== EXTRATO DE DADOS

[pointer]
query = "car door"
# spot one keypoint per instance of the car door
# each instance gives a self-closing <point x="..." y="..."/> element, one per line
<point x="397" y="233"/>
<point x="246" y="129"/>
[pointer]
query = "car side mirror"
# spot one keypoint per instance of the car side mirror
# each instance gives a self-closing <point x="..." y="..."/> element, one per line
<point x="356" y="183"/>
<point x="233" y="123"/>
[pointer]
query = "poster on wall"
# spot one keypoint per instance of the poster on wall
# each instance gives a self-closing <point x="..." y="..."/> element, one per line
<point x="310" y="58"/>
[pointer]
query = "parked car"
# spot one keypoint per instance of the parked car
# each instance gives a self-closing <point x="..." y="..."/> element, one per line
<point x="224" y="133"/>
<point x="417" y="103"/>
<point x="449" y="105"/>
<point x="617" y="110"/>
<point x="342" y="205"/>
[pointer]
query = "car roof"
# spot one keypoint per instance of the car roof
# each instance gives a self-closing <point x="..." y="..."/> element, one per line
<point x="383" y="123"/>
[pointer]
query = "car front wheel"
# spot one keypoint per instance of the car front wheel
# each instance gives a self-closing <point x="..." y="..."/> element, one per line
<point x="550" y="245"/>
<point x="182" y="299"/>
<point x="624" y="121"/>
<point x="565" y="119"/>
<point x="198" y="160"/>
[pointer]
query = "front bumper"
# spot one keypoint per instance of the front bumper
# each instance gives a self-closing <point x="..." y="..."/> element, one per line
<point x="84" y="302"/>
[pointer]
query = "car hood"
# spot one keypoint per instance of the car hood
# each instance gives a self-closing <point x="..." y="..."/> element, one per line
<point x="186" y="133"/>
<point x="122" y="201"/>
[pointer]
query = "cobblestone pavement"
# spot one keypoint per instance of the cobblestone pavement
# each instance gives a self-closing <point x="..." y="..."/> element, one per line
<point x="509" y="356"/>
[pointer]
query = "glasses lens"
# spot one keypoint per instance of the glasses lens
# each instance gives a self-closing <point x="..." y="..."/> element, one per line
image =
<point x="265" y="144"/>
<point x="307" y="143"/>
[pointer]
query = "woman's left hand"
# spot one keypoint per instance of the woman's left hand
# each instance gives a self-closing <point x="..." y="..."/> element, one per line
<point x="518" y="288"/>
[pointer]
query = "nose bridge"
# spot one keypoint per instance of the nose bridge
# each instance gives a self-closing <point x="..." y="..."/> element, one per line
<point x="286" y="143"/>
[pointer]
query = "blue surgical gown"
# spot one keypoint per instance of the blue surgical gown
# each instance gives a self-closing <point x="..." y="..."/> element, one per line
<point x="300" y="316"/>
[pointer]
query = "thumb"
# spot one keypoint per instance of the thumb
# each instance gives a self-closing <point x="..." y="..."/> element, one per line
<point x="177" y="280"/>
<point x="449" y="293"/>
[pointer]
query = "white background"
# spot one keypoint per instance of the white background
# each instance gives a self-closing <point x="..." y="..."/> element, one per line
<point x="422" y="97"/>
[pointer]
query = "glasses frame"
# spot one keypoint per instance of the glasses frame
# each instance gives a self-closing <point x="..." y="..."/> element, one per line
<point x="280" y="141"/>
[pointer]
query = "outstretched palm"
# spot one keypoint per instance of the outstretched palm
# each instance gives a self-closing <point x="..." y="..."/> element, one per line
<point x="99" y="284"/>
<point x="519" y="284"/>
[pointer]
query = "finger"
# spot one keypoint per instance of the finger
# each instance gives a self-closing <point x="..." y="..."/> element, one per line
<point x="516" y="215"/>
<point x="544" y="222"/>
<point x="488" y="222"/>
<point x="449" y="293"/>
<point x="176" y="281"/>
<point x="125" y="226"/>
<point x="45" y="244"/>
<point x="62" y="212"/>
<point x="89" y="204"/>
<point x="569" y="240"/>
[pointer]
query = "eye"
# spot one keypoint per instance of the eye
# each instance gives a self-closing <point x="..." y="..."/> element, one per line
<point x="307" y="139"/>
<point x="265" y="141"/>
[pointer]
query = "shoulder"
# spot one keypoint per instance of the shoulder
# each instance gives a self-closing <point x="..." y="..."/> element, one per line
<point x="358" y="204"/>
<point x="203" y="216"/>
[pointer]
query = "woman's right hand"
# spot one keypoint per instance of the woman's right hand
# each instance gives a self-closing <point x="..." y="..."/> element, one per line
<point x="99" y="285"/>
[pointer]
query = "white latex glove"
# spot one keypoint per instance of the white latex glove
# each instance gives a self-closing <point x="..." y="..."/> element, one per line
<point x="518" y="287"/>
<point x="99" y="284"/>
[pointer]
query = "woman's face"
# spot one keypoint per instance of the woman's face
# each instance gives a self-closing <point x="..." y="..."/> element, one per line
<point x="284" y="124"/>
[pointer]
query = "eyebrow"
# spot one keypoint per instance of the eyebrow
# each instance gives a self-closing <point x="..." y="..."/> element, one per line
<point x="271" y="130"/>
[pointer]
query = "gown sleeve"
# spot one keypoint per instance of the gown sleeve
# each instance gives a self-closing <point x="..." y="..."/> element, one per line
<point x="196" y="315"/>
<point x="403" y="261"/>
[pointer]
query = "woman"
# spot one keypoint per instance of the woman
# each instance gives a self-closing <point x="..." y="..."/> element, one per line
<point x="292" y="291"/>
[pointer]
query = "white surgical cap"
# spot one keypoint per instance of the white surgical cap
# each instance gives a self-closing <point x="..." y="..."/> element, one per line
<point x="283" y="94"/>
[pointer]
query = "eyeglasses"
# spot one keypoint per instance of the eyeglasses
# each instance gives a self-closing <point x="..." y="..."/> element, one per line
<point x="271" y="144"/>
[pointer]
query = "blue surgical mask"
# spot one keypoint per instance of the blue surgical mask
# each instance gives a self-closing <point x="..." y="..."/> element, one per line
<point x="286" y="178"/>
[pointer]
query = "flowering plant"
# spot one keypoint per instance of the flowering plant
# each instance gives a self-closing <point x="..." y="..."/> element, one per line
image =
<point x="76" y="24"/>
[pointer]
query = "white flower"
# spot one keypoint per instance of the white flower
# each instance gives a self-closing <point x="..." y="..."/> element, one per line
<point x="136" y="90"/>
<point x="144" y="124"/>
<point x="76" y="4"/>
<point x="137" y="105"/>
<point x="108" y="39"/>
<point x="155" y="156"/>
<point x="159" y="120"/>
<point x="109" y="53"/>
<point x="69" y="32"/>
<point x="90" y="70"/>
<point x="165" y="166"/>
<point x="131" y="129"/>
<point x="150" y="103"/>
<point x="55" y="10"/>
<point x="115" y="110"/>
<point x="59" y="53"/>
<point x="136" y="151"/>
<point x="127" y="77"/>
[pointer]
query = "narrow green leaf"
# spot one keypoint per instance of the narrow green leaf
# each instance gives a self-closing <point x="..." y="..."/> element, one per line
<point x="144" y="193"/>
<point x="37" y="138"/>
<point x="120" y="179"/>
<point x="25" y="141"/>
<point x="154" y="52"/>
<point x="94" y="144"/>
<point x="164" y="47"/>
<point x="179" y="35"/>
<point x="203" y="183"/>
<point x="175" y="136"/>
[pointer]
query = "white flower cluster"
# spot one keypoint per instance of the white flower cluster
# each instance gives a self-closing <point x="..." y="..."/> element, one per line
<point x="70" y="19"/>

====

_EXERCÍCIO ESCRITO_: Conte quantas linhas dos itens acima contêm a palavra "background", diferenciando maiúsculas de minúsculas. Informe apenas o número.

_RESPOSTA_: 2